WHAT IS NEEDED » Go through the records below and set each one down exactly, leaving out any pictures.
^^^^
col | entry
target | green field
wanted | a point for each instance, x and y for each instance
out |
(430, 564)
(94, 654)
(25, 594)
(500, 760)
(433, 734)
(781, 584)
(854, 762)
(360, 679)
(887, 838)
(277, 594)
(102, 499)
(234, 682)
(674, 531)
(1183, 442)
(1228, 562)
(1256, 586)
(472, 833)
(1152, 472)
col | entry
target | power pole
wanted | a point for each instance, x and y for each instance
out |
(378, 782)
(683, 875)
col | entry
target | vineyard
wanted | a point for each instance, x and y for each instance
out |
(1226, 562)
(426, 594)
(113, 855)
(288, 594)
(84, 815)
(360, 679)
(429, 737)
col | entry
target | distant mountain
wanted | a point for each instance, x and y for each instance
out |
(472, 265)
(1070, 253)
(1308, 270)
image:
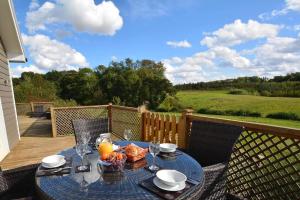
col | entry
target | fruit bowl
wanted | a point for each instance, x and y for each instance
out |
(135, 153)
(115, 162)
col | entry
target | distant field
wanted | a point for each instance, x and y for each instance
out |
(220, 100)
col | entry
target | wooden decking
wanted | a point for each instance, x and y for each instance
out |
(36, 142)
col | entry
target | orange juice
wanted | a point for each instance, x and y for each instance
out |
(105, 148)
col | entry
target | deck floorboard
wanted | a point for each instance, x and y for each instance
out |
(36, 143)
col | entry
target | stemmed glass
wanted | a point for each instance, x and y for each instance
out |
(81, 151)
(154, 150)
(127, 134)
(85, 139)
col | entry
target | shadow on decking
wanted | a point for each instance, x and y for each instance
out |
(36, 142)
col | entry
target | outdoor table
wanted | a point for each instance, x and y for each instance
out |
(120, 187)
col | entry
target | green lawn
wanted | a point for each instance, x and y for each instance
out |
(220, 100)
(276, 122)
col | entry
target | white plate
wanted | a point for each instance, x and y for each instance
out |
(61, 163)
(52, 160)
(167, 147)
(171, 177)
(162, 186)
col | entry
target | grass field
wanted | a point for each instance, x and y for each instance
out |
(221, 100)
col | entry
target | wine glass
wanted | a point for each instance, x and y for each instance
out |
(85, 139)
(81, 151)
(127, 134)
(154, 150)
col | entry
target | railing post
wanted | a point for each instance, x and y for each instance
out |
(183, 129)
(109, 107)
(32, 107)
(143, 110)
(53, 121)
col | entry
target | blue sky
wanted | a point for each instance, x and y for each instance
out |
(197, 40)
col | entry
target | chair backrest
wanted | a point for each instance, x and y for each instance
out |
(94, 126)
(211, 143)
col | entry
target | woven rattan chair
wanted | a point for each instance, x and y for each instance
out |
(18, 183)
(94, 126)
(211, 144)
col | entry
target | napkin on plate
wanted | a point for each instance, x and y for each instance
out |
(58, 171)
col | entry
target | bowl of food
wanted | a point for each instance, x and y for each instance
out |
(135, 153)
(113, 162)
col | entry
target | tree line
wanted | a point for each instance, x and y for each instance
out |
(281, 86)
(128, 82)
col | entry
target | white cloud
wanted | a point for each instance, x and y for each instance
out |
(17, 71)
(34, 4)
(155, 8)
(204, 66)
(180, 44)
(279, 55)
(239, 32)
(275, 56)
(114, 58)
(290, 5)
(48, 54)
(83, 16)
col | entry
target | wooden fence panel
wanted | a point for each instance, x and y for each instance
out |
(163, 127)
(126, 118)
(23, 108)
(62, 117)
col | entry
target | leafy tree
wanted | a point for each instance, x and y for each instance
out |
(34, 87)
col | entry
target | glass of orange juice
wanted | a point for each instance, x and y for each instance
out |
(105, 148)
(104, 145)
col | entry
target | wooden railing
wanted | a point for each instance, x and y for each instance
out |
(62, 117)
(26, 108)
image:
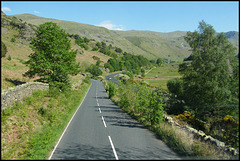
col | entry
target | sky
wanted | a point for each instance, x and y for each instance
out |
(158, 16)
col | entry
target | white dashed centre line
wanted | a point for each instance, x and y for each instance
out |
(104, 122)
(114, 151)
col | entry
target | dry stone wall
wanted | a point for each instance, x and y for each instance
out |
(203, 137)
(11, 95)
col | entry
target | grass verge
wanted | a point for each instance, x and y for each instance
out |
(31, 128)
(178, 140)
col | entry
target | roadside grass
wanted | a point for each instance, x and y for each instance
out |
(178, 140)
(159, 76)
(31, 128)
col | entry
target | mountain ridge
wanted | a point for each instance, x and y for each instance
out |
(150, 44)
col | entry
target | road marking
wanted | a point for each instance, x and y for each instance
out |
(104, 122)
(68, 124)
(114, 151)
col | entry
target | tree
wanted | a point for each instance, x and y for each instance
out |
(52, 61)
(118, 50)
(3, 49)
(94, 70)
(208, 80)
(159, 62)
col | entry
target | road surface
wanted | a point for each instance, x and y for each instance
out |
(100, 130)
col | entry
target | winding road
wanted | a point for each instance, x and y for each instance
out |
(100, 130)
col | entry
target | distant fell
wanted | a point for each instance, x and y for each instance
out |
(150, 44)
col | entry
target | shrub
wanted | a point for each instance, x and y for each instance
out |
(3, 49)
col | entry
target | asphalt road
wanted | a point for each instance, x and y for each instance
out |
(100, 130)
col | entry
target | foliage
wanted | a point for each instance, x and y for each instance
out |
(3, 49)
(111, 89)
(159, 62)
(52, 61)
(118, 50)
(9, 57)
(94, 70)
(139, 100)
(185, 116)
(208, 80)
(35, 124)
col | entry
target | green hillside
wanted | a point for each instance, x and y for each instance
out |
(150, 44)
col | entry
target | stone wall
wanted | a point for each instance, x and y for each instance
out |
(203, 137)
(11, 95)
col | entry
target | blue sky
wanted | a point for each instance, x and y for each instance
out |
(159, 16)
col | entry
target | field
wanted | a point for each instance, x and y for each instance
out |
(159, 76)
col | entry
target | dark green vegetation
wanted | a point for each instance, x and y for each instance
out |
(52, 61)
(30, 130)
(209, 88)
(3, 49)
(118, 57)
(148, 107)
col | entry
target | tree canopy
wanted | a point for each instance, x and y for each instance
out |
(211, 78)
(52, 60)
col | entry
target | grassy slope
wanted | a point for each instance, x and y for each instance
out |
(150, 44)
(12, 70)
(27, 129)
(153, 44)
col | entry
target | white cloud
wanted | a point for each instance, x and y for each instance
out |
(110, 26)
(5, 9)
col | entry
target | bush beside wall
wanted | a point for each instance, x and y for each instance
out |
(11, 95)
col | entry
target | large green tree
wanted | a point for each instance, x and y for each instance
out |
(211, 79)
(52, 60)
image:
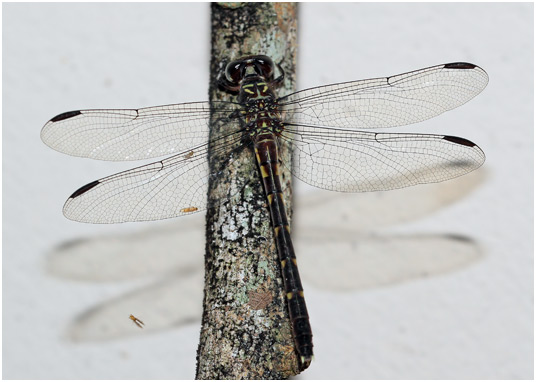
^^^^
ANSWER BOX »
col | entry
target | green field
wanted | a point for each instance, x and y for each instance
out |
(430, 564)
(94, 654)
(25, 594)
(500, 760)
(433, 734)
(781, 584)
(854, 762)
(360, 679)
(887, 838)
(277, 594)
(102, 499)
(234, 682)
(674, 531)
(1183, 442)
(1228, 562)
(1256, 586)
(472, 833)
(1152, 472)
col | entry
target | power pole
wanted | a point for each instance, x and y for each instance
out |
(378, 782)
(683, 875)
col | entry
target | vineyard
wanted | a point for each instance, x and y for each instance
out |
(1226, 562)
(426, 594)
(113, 855)
(288, 594)
(84, 815)
(360, 679)
(429, 737)
col | entry
target | distant mountain
wanted | a point for each instance, x and y for each instance
out |
(472, 265)
(1070, 253)
(1308, 270)
image:
col | entry
target | fruit bowl
wanted | a point for each instance, x and y for each instance
out |
(135, 153)
(115, 162)
col | entry
target | distant field
wanted | a point for each instance, x and y for each instance
out |
(220, 100)
col | entry
target | wooden decking
wanted | a point for each instance, x and y for each instance
out |
(36, 142)
col | entry
target | orange juice
wanted | a point for each instance, x and y for each instance
out |
(105, 148)
col | entry
target | deck floorboard
wanted | a point for each instance, x and y for each instance
out |
(36, 143)
col | entry
target | stemmed glass
wanted | a point for each instance, x and y for each instance
out |
(81, 151)
(154, 150)
(127, 134)
(85, 139)
col | entry
target | shadow on decking
wanted | a point for each instance, x and y for each instance
out |
(36, 142)
col | entry
target | outdoor table
wanted | a point for each instance, x and y for each instance
out |
(120, 187)
col | entry
target | green lawn
wanted | a point for each instance, x and y for each instance
out |
(220, 100)
(276, 122)
col | entry
target | white plate
wanted | a point for each instance, x and y for each instance
out |
(61, 163)
(52, 160)
(167, 147)
(171, 177)
(162, 186)
col | entry
target | grass field
wanted | a point for each instance, x and y for each instance
out |
(221, 100)
col | entry
target | wine glass
wanted | a point for each instance, x and y for each instance
out |
(85, 139)
(81, 151)
(127, 134)
(154, 150)
col | entry
target | railing post
wanted | a point for each instance, x and y for each instance
out |
(183, 129)
(109, 107)
(32, 107)
(143, 110)
(53, 121)
col | entry
target | blue sky
wanted | a point for each instance, x and y for each instance
out |
(197, 40)
col | entry
target | chair backrest
wanted | a point for each instance, x and y for each instance
out |
(94, 126)
(211, 143)
col | entry
target | woven rattan chair
wanted | a point for each instance, x and y for each instance
out |
(18, 183)
(94, 126)
(211, 144)
col | entry
target | napkin on plate
wanted | a point for each instance, x and y for each instance
out |
(58, 171)
col | entry
target | bowl of food
wanted | a point for each instance, x and y for each instance
out |
(135, 153)
(113, 162)
col | entry
target | tree line
wanted | a point for each instance, x and y for each instance
out |
(281, 86)
(128, 82)
col | entry
target | white cloud
wanted | a point for each instance, x and y for each instance
out |
(17, 71)
(34, 4)
(155, 8)
(204, 66)
(180, 44)
(279, 55)
(239, 32)
(275, 56)
(114, 58)
(290, 5)
(48, 54)
(83, 16)
col | entry
target | wooden fence panel
wanted | a point for each instance, x and y for each instance
out |
(163, 127)
(126, 118)
(23, 108)
(62, 117)
col | entry
target | leafy tree
wanted | a point for each instance, x and y for each instance
out |
(34, 87)
col | entry
target | glass of orange juice
wanted | a point for each instance, x and y for each instance
out |
(105, 148)
(104, 145)
col | entry
target | wooden railing
wanted | a point for each instance, x and y for each instance
out |
(62, 117)
(26, 108)
image:
col | entry
target | sky
wanted | a point for each instance, x and y for each instance
out |
(158, 16)
col | entry
target | white dashed centre line
wanted | a point for each instance, x and y for each instance
out |
(104, 122)
(114, 151)
col | entry
target | dry stone wall
wanted | a point for each instance, x and y for each instance
out |
(203, 137)
(11, 95)
col | entry
target | grass verge
wanted | a point for each instance, x and y for each instance
out |
(31, 128)
(178, 140)
col | entry
target | roadside grass
wanted | a point for each instance, x and y for each instance
out |
(178, 140)
(159, 76)
(31, 128)
col | entry
target | mountain ridge
wanted | a point for each instance, x and y for each instance
out |
(150, 44)
col | entry
target | road marking
wanted | a point for each instance, x and y for each instance
out |
(104, 122)
(68, 124)
(114, 151)
col | entry
target | tree
wanted | a point for each instance, x and y for each instance
out |
(52, 61)
(118, 50)
(3, 49)
(94, 70)
(208, 80)
(159, 62)
col | entry
target | road surface
wanted | a point for each instance, x and y for each instance
out |
(100, 130)
col | entry
target | winding road
wanted | a point for each instance, x and y for each instance
out |
(100, 130)
col | entry
target | distant fell
wanted | a point for each instance, x and y for each instance
out |
(150, 44)
col | entry
target | shrub
wanted | a point for each instance, x and y for each instance
out |
(3, 49)
col | entry
target | asphalt road
wanted | a point for each instance, x and y for each instance
out |
(100, 130)
col | entry
target | foliage
wanted | a point for each instance, x and y for each instance
out |
(3, 49)
(111, 89)
(159, 62)
(52, 61)
(118, 50)
(9, 57)
(94, 70)
(139, 100)
(185, 116)
(208, 80)
(35, 124)
col | entry
target | green hillside
wanted | a point for each instance, x and y for each instance
out |
(150, 44)
col | entry
target | stone wall
wanted | a point for each instance, x and y for each instance
out |
(203, 137)
(11, 95)
col | entry
target | blue sky
wanted | a point for each instance, x and y for each instance
out |
(159, 16)
col | entry
target | field
wanted | a point for each instance, x and y for each instance
out |
(159, 76)
col | entry
target | dark green vegetation
wanted | a point for each instance, x and y for each instance
out |
(52, 61)
(30, 130)
(209, 88)
(3, 49)
(118, 57)
(148, 107)
col | entry
target | tree canopy
wanted | a point for each instance, x and y for each instance
out |
(211, 78)
(52, 60)
col | entry
target | grassy slope
wanted | a point for each instance, x and y for each instance
out |
(150, 44)
(12, 70)
(27, 129)
(153, 44)
col | entry
target | white cloud
wanted | a point for each instance, x and y for each instance
out |
(110, 26)
(5, 9)
col | entry
target | bush beside wall
wanted | a point for each instance, x and y for each instance
out |
(11, 95)
col | entry
target | large green tree
wanted | a point for each instance, x and y for each instance
out |
(211, 79)
(52, 60)
image:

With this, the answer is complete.